■ **課題**
1: 接合に関する文章を読み、次の問いに答えなさい。
(a) 接合部分の界面に残る共晶層は何からなるか。
(b) 2段式圧力バット溶接方法で、材料が十分溶けた時に瞬間的にかける力は何か。
(c) 配管同士の接合の場合、バリは配管のどこにも出るとされているか。
2: 次に示す接合に関する文章の最後の文に続けて、その先の内容を書きなさい。

■ **提示文**
════════════════

このアルミニウム管と銅管との接合方法としては、拡散接合、バット接合などが用いられているが、接合部分の界面にアルミニウムと銅との金属間化合物からなる共晶層が残り、この共晶層は非常に硬く延性がないため接合部分が脆弱となる。また、金属表面に水滴、銅イオンおよび塩素等の腐食因子が付着すると、腐食因子により金属が酸化反応を起こし、腐食(錆)が発生するが、共晶層が残る場合、接合部分がより腐食されやすくなる。
【0020】
また、バット溶接では、溶接部の中に金属組織上好ましくない欠陥の残留が発生し、伸線中での断線、強度低下がある。これを無くすため、まず小さい力(1次圧力)をかけつつ、材料が十分溶けた時に瞬間的に強力なアプセット力(2次圧力)をかけ、溶融部をバリとして外に出すという2段式圧力(ダブルアプセット)バット溶接方法が用いられることがあるが、配管同士の接合の場合は、バリが配管の内側にも出て、配管内の液体のスムーズが流れを阻害するとの課題もある。

════════════════

■ **データ**

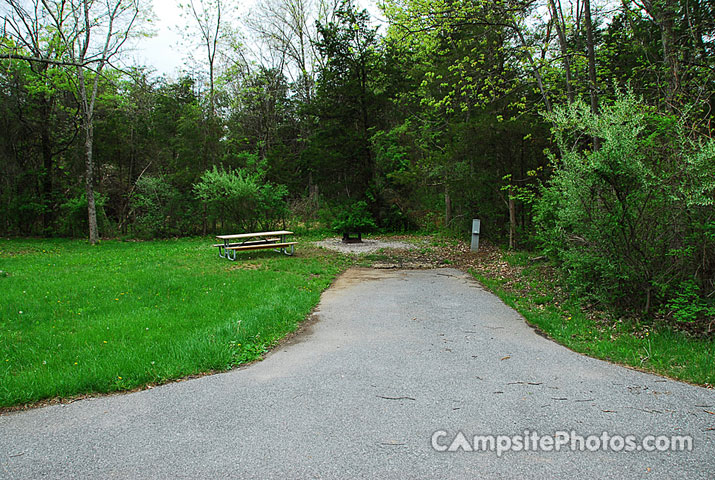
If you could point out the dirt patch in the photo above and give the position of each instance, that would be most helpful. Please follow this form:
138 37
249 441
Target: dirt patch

════════════════

■ **課題の解答**
1:
(a) アルミニウムと銅との金属間化合物
(b) 強力なアプセット力(2次圧力)
(c) 配管の内側

2:
【0021】
特許文献1に記載の異種パイプの接続方法では、配管の内側に出るバリを中ぐり加工で除去しており、追加の工数が発生する点、配管の形状によってはバリの除去が困難になる点で課題がある。
特許文献2に記載の銅管とアルミニウム管の接合方法では、長さの短い銅管とアルミニウム管との接続のみが可能であって、通常はさらに銅管同士、およびアルミニウム管同士の接合が必要になる(第4図参照)。
特許文献3に記載の銅-アルミニウムパイプの共晶接合方法では、接合部の配管の内径が縮小され、配管内の液体のスムーズが流れを阻害する。
特許文献4に記載の冷間圧接方法でも、特許文献2と同様銅管とアルミニウム管の長さが限定されている。
【0022】
特許文献5に記載の管状製品の拡散接合方法では、一方の管の内径が他方の管の外径と一致していないといけない点で、用途が限定されている。
特許文献6に記載のパイプ重ね接手の接合法でも、一方のパイプ端部を拡管しなければいけない、雄パイプを高速で回転させなければいけないなどの課題がある。
特許文献7の異種金属の接合方法でも、一方の管の内径が他方の管の外径と一致していないといけない、他方の間を回転させなければいけない、接合部に固化された共晶融液が残るため、接合部分が脆弱となる可能性がある、などの課題がある。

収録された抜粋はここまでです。